Output all the entries word for word. Omit the pictures.

┏━━

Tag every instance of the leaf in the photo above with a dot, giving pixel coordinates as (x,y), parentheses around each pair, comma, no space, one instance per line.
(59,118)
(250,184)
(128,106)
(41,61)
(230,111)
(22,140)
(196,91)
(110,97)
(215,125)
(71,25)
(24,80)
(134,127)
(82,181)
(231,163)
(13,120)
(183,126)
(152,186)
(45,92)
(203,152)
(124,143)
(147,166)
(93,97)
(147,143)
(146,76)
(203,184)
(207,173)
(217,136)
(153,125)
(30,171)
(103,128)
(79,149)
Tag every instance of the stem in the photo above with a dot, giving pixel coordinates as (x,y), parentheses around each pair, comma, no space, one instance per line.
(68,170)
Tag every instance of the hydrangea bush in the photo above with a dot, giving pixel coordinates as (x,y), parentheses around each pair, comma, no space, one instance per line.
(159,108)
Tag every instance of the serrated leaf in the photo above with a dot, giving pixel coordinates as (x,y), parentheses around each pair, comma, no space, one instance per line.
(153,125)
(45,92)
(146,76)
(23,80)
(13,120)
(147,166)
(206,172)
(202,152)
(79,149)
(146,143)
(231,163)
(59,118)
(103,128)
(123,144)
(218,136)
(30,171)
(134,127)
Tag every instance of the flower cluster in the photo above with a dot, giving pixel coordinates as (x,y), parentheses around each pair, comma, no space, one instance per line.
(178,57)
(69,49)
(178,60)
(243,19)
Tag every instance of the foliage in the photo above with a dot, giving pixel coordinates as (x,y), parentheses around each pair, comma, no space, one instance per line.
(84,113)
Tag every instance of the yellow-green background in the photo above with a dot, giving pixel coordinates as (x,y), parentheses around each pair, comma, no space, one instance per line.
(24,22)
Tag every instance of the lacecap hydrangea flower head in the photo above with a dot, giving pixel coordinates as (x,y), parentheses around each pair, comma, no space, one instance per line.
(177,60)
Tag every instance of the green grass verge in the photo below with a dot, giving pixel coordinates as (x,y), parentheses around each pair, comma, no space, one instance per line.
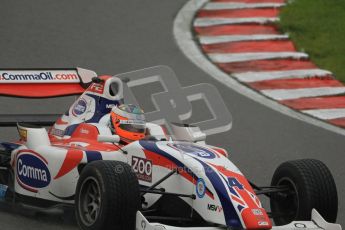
(317,27)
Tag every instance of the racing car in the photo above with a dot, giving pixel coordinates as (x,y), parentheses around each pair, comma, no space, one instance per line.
(159,181)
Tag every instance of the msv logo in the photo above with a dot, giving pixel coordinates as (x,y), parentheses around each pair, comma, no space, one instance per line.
(194,150)
(32,171)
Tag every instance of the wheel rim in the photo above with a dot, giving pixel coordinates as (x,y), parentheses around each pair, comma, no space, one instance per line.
(288,202)
(90,201)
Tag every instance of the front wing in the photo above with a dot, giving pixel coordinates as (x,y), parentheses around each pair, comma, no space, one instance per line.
(317,223)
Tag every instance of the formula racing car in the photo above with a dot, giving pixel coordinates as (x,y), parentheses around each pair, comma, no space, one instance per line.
(160,180)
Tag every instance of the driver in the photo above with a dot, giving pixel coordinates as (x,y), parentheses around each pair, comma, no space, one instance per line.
(128,121)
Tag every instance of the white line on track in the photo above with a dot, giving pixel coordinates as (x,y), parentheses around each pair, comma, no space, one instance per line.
(285,94)
(208,40)
(186,42)
(205,22)
(240,57)
(326,114)
(288,74)
(231,6)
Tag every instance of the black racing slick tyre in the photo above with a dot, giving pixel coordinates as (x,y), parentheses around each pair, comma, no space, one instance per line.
(311,186)
(107,196)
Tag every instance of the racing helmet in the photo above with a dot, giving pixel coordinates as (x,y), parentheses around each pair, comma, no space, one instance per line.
(128,121)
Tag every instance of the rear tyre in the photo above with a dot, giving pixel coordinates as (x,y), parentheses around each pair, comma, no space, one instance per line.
(311,186)
(107,196)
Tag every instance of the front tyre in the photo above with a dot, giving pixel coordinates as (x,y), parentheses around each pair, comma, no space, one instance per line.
(311,185)
(107,196)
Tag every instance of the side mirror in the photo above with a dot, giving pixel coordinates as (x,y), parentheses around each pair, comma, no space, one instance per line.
(111,138)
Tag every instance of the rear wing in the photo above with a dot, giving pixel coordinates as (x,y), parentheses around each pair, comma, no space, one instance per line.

┗━━

- Written solution:
Tag every instance of the leaf in the photo above with a dot, giving pixel coordinates as (x,y), parentheses around each pair, comma, no space, one instance per line.
(59,118)
(250,184)
(128,106)
(41,61)
(230,111)
(22,140)
(196,91)
(110,97)
(215,125)
(71,25)
(24,80)
(134,127)
(82,181)
(231,163)
(13,120)
(183,126)
(152,186)
(45,92)
(203,152)
(124,143)
(147,166)
(93,97)
(147,143)
(146,76)
(203,184)
(207,173)
(217,136)
(153,125)
(30,171)
(103,128)
(79,149)
Tag every instance of the stem in the photo above with a dot, giving pixel coordinates as (x,y), parentheses around each pair, comma, no space, one instance per line.
(68,170)
Tag every instance of the hydrangea bush in the photo above with a dot, giving pixel coordinates as (x,y), parentheses around each pair, comma, no space, one instance per line.
(159,108)
Tag every instance of the serrated leaf in the photo above with a dot, giving pixel coordinates as (x,y), parentheses around each pair, comma, no space, one instance per line.
(153,125)
(45,92)
(146,76)
(23,80)
(13,120)
(147,166)
(206,172)
(202,152)
(79,149)
(146,143)
(231,163)
(59,118)
(103,128)
(123,144)
(218,136)
(30,171)
(134,127)
Tag every instance of the flower cluster in the photo above with a dot, giving pixel coordinates as (x,y), parentheses around each pair, comma, no space, one instance per line.
(178,57)
(69,49)
(178,60)
(243,19)
Tag every instance of the foliage in the photo above with a dot, giving pixel coordinates as (x,y), parentheses around each pair, comma, no space, one instance per line.
(84,113)
Tag every instance of the yellow-green background in the photo above with a dot, giving pixel coordinates as (x,y), parentheses around each pair, comma, no space, one instance per line.
(24,22)
Tag every instance of the lacecap hydrangea flower head in the photo above with a dot, giving pixel coordinates as (x,y), parentheses around each pair, comma, no space, one instance per line.
(177,60)
Tag every instance of the green grass verge in the photo below with a dot, giving pixel coordinates as (x,y), parentheses around each pair, comma, no space, one instance per line.
(317,27)
Tag every instance of the racing car in the photo above with a dot, giving pixel coordinates as (x,y), parentheses around each pair, comma, no space, one instance per line.
(159,181)
Tag every instance of the msv logo in the photo above with a dot, giving pixel coordinates as (x,y), parentheses around each pair, comma, no space, one instance per line.
(194,150)
(32,171)
Tag every instance of the wheel rim in the photo above with a dot, giving pixel coordinates as (x,y), parentheses around each pair, comma, no space, one instance per line.
(288,202)
(90,201)
Tag every instance of the front wing in the photo above with a dot, giving pixel coordinates as (x,y), parentheses around each pair, comma, no space, one instance per line.
(317,223)
Tag every instance of the formula racing car in the photo above with a dot, giving pixel coordinates as (x,y), parentheses around each pair, comma, no space, one instance per line.
(160,180)
Tag every instance of the driver in the photo above with a dot, giving pixel coordinates as (x,y), parentheses around each pair, comma, no space, one instance per line.
(128,121)
Tag every instance of the white line on track in the photo above with a dot, giving pixel coordinates as (x,y), parentheses around each pair, comma, no space, one instance per line.
(285,94)
(208,40)
(186,42)
(205,22)
(240,57)
(326,114)
(288,74)
(231,6)
Tag every instance of the black racing slick tyre in the photo above with a dot, giving pixel coordinates as (x,y), parentheses around each pair, comma, no space, one instance per line.
(311,186)
(107,196)
Tag every instance of the racing helmet in the photo above with a dot, giving pixel coordinates as (x,y), parentheses around each pair, comma, no space, one instance per line.
(128,121)
Tag every instance of the rear tyre in the photo above with a dot, giving pixel coordinates as (x,y), parentheses around each pair, comma, no space, one instance per line.
(311,186)
(107,196)
Tag every instance of the front tyre in the photo above with a dot, giving pixel coordinates as (x,y), parentheses around each pair, comma, no space, one instance per line.
(311,185)
(107,196)
Tag every instance of the side mirror in the photo above with a dot, giving pixel coordinates as (x,y), parentheses around each pair, comma, no space, one instance per line.
(111,138)
Tag every instance of the rear wing in the photo above with a dot, giving pixel coordinates as (x,y), parentheses around each pair, comma, no space, one instance per line.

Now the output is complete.